Please render everything from the line containing "Task: indicate the metal fence post" down to the final line below as a numbered list, with any blank lines left out.
------------------------------
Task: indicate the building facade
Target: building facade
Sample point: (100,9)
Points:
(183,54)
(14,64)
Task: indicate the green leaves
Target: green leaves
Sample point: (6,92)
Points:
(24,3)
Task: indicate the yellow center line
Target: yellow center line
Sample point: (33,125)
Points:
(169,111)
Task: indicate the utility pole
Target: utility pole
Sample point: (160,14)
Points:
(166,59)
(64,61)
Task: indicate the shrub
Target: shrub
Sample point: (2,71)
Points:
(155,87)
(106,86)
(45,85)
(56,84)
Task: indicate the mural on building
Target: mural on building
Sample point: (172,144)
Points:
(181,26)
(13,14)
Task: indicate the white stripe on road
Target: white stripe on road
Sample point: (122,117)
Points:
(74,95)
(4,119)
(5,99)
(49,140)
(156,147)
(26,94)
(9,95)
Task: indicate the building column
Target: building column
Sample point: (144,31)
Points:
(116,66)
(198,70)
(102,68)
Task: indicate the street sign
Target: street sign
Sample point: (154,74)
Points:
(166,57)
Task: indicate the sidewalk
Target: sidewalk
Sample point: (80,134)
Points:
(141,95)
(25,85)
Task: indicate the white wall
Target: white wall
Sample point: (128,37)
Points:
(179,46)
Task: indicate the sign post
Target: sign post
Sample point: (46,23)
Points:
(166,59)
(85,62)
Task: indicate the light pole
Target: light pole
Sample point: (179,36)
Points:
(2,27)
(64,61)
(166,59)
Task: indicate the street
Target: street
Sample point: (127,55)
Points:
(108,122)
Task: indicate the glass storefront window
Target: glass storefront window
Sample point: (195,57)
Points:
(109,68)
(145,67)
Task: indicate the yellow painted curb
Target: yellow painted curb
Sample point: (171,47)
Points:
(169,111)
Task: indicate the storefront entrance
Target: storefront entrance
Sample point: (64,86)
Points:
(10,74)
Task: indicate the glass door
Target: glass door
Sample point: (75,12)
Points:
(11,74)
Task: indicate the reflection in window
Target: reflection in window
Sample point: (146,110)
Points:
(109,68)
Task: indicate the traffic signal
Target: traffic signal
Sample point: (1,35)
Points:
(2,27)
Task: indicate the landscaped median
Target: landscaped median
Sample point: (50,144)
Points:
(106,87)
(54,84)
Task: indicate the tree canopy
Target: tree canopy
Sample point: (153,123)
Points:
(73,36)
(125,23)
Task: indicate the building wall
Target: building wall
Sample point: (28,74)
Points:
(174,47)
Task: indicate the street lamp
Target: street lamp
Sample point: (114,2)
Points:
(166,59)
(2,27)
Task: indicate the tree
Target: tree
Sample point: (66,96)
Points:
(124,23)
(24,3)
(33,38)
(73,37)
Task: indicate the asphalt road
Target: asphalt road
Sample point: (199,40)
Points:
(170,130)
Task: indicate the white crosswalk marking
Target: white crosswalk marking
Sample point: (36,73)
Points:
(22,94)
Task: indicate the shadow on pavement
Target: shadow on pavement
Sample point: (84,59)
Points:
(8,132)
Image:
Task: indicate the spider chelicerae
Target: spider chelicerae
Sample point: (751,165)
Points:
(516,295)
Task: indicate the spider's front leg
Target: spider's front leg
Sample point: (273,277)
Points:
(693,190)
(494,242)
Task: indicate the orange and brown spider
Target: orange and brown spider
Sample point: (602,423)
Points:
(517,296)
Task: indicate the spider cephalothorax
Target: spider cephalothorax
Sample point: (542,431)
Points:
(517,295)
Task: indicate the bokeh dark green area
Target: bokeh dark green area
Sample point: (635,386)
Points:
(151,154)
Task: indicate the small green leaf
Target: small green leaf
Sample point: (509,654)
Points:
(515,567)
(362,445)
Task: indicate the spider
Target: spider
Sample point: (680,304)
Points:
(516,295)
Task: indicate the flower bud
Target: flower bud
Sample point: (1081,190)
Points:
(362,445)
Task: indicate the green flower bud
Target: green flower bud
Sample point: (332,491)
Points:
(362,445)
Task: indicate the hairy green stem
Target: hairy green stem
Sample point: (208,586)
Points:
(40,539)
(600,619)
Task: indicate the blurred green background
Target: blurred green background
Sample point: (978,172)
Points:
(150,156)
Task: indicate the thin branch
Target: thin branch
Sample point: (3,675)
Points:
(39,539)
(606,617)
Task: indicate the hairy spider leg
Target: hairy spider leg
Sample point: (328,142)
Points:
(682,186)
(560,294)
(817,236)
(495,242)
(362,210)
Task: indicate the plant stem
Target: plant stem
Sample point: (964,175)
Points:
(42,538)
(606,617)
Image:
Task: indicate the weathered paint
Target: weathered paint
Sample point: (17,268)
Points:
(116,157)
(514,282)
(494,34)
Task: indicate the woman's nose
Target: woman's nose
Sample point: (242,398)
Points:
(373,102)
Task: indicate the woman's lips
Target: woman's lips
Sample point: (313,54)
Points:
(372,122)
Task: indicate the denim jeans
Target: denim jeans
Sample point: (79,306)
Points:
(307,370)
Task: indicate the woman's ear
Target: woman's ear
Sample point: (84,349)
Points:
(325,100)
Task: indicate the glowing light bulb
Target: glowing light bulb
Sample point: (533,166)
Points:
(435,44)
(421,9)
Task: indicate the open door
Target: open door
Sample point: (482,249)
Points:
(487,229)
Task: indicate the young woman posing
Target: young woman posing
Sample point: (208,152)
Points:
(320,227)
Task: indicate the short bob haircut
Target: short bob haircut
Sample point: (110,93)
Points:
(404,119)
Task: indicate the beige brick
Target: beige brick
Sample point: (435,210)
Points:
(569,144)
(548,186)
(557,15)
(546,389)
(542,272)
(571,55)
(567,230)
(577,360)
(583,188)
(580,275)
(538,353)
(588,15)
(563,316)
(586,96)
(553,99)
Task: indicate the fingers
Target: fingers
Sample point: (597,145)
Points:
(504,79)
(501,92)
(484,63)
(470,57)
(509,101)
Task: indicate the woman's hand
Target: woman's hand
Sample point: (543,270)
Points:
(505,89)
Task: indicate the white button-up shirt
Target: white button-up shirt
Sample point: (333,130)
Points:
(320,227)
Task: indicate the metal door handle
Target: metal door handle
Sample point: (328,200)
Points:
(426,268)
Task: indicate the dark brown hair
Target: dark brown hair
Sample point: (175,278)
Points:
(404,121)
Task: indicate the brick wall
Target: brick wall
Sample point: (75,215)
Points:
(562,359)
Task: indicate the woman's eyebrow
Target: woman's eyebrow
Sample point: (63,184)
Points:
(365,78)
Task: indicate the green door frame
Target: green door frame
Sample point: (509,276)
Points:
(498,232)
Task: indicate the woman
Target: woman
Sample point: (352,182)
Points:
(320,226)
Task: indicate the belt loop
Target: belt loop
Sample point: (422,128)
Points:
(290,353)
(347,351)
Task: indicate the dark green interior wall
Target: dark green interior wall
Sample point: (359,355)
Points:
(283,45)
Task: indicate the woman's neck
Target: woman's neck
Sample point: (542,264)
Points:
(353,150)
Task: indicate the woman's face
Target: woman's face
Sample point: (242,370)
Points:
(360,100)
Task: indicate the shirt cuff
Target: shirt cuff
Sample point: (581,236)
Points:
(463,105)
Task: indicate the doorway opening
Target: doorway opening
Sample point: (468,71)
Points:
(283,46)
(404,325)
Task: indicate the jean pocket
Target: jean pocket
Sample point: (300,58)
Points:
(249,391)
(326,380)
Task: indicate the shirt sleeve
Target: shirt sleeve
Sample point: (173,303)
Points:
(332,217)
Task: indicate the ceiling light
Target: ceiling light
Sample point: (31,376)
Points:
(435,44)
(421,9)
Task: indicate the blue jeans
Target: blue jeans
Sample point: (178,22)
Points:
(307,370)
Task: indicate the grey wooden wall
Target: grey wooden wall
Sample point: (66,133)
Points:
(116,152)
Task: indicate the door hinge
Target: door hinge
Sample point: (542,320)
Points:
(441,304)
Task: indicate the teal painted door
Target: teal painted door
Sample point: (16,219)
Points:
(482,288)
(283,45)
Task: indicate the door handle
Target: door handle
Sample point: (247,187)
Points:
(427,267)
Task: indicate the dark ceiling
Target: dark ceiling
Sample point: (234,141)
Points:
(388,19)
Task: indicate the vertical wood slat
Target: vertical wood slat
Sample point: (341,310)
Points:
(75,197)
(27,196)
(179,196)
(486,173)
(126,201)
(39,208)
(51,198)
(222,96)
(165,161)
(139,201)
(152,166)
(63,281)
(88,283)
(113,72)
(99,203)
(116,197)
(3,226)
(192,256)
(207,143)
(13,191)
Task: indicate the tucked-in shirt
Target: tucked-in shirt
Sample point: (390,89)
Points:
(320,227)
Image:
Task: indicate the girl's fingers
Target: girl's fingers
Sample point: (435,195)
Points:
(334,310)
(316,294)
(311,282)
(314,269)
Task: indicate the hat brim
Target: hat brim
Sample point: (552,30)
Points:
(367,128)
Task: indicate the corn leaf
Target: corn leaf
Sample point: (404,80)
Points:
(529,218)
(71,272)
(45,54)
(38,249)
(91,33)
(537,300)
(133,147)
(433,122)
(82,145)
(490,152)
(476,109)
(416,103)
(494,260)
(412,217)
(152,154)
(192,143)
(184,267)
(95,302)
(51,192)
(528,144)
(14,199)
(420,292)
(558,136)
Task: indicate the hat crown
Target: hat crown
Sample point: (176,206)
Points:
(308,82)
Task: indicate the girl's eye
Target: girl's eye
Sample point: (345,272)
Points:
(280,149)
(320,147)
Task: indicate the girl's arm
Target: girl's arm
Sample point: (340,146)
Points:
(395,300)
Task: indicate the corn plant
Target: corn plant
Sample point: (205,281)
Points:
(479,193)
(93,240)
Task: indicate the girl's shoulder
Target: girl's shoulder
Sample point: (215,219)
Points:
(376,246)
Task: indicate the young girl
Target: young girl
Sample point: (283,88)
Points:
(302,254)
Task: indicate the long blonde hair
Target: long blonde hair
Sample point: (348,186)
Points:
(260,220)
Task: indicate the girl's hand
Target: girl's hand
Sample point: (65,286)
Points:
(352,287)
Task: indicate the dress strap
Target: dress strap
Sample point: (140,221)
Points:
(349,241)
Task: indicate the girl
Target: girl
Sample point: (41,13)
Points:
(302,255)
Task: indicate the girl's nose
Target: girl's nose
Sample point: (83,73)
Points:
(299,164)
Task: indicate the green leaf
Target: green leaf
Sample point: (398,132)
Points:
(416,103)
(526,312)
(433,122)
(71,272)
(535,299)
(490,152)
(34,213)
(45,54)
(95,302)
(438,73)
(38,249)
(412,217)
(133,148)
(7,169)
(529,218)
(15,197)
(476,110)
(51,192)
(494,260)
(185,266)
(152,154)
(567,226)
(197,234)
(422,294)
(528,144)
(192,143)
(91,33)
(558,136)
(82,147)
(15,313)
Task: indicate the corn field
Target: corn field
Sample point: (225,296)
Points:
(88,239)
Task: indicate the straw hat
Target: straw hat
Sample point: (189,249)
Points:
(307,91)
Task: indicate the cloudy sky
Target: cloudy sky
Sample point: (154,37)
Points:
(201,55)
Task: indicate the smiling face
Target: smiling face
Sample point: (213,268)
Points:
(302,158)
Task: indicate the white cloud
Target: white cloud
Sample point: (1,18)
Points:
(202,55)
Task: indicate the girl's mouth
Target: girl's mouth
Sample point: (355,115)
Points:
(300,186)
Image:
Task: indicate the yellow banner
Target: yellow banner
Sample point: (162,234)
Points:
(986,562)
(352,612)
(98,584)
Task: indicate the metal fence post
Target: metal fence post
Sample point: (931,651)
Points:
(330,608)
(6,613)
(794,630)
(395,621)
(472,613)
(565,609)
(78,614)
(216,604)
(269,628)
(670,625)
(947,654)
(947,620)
------------------------------
#### Exercise response:
1. Task: indicate the metal fence post
2. Target: metal fence post
3. Sample point: (931,651)
4. Points:
5. (330,608)
6. (6,613)
7. (794,630)
8. (395,621)
9. (472,613)
10. (565,609)
11. (78,614)
12. (216,604)
13. (269,628)
14. (670,625)
15. (947,654)
16. (947,620)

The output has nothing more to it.